**Work task:** If an entry contains a picture, leave the picture out and reproduce everything else in the records below exactly.

**Supplied material:**
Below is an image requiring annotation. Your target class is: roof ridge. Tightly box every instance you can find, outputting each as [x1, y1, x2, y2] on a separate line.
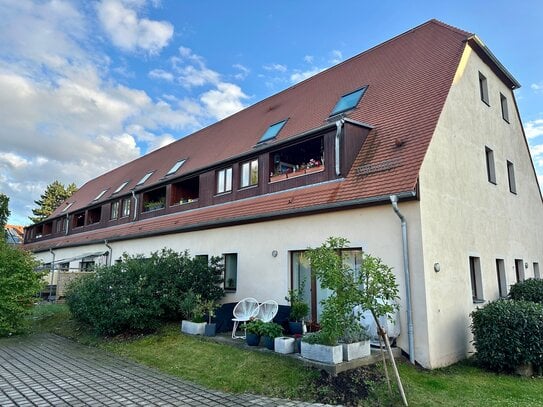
[428, 18, 473, 37]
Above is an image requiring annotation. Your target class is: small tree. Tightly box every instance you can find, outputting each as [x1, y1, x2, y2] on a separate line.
[0, 241, 44, 336]
[29, 181, 77, 223]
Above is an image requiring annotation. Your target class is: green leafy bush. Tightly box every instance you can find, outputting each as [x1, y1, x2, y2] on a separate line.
[509, 278, 543, 304]
[66, 249, 224, 335]
[259, 322, 283, 338]
[471, 299, 543, 372]
[0, 242, 44, 336]
[246, 319, 267, 335]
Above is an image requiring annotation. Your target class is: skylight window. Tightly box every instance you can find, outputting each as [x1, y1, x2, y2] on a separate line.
[166, 159, 186, 176]
[136, 171, 154, 186]
[329, 86, 368, 116]
[113, 181, 129, 194]
[61, 202, 74, 212]
[258, 119, 288, 143]
[93, 189, 108, 201]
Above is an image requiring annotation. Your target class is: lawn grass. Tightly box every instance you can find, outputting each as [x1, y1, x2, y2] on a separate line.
[26, 303, 543, 406]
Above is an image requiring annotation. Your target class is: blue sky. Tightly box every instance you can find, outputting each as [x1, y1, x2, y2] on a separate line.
[1, 0, 542, 225]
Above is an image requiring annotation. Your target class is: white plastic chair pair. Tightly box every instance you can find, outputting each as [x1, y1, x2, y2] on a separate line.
[231, 298, 279, 339]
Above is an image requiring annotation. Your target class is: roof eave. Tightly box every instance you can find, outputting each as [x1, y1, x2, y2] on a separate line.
[467, 35, 521, 89]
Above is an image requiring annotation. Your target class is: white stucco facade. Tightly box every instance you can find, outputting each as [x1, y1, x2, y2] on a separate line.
[418, 45, 543, 368]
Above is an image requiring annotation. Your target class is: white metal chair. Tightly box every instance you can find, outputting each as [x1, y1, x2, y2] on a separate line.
[231, 297, 260, 339]
[256, 300, 279, 323]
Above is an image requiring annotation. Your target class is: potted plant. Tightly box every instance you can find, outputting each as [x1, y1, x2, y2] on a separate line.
[285, 282, 309, 335]
[301, 331, 343, 364]
[260, 322, 283, 350]
[202, 299, 219, 337]
[341, 326, 371, 361]
[180, 290, 206, 335]
[245, 319, 265, 346]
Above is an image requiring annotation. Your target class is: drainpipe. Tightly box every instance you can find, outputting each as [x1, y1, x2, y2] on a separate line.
[65, 213, 69, 236]
[334, 119, 344, 176]
[104, 240, 113, 266]
[131, 190, 138, 221]
[390, 195, 415, 364]
[49, 248, 55, 302]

**Solution to this task:**
Below is an image requiring annotation. Your target class is: roof ridge. Tightly box every instance you can find, outputting each as [x1, y1, x2, y2] on a separate line.
[428, 18, 473, 37]
Above is an image requiring annotation. Your target class is: small tree. Tightly box every instance you can find, outputting each as [x1, y1, x2, y2] on a separate line.
[0, 241, 44, 336]
[29, 181, 77, 223]
Above is an image requiring annotation. Your target class is: green leafy bush. Tightly box every instance you can find, outputting each as [x1, y1, x2, y2] on a separate line.
[509, 278, 543, 304]
[66, 249, 224, 335]
[259, 322, 283, 338]
[471, 299, 543, 372]
[0, 242, 44, 336]
[246, 319, 267, 335]
Above is an image requiring annotation. Your target class is: skylight window. Tightly box every instance you can find, outputting each as [x1, y1, x2, y2] on a separate line.
[166, 159, 186, 176]
[136, 171, 154, 186]
[329, 86, 368, 116]
[113, 181, 129, 194]
[61, 202, 74, 212]
[258, 119, 288, 143]
[93, 189, 108, 201]
Above is an image requiring annotation. Your target class is: lawn grass. Tightly box every instance you can find, outputting each as [x1, y1, x2, y2] on a separate line.
[26, 303, 543, 406]
Above is an image requiring annotation. Your target class is: blue sky. Tightly box every instance you can find, outputting each as [x1, y1, x2, y2] on a separate line.
[1, 0, 542, 225]
Above is an image requiring annotation. Your target class is: white plastic chair pair. Tightly box every instance you can find, outputting each as [x1, y1, x2, y2] on a separate line.
[231, 298, 279, 339]
Above is an image requiring annotation. Your target class is: roof eave. Tightly box every instance you can find, outputting each as [x1, y1, x2, y2] on a separate line.
[467, 35, 521, 89]
Above is an image requiring annotation. Your target class is: white stucco facade. Tightly box every instance you can find, outputting each as [x1, y1, x2, y2] on a separate line.
[418, 45, 543, 368]
Above is an image requiring annotation. Your target class is: white metal chair. Tightly box every instance you can find, outputting each as [x1, y1, x2, y2] on a separate line.
[231, 297, 260, 339]
[256, 300, 279, 323]
Above is an image requiring annotation. Your target class is: potted plant. Tightly box every instance you can find, outputting each as [x1, y1, x2, y2] on a separate line.
[285, 282, 309, 335]
[301, 331, 343, 364]
[260, 322, 283, 350]
[202, 299, 219, 337]
[341, 326, 371, 361]
[180, 290, 206, 335]
[245, 319, 265, 346]
Above is an image requiring annotation. Your target class is: drainpipe. Tightly box every instance you can find, outputting each as [x1, y1, x2, y2] on a separate line.
[65, 213, 69, 236]
[334, 119, 344, 176]
[104, 240, 113, 266]
[131, 190, 138, 221]
[390, 195, 415, 364]
[49, 248, 55, 302]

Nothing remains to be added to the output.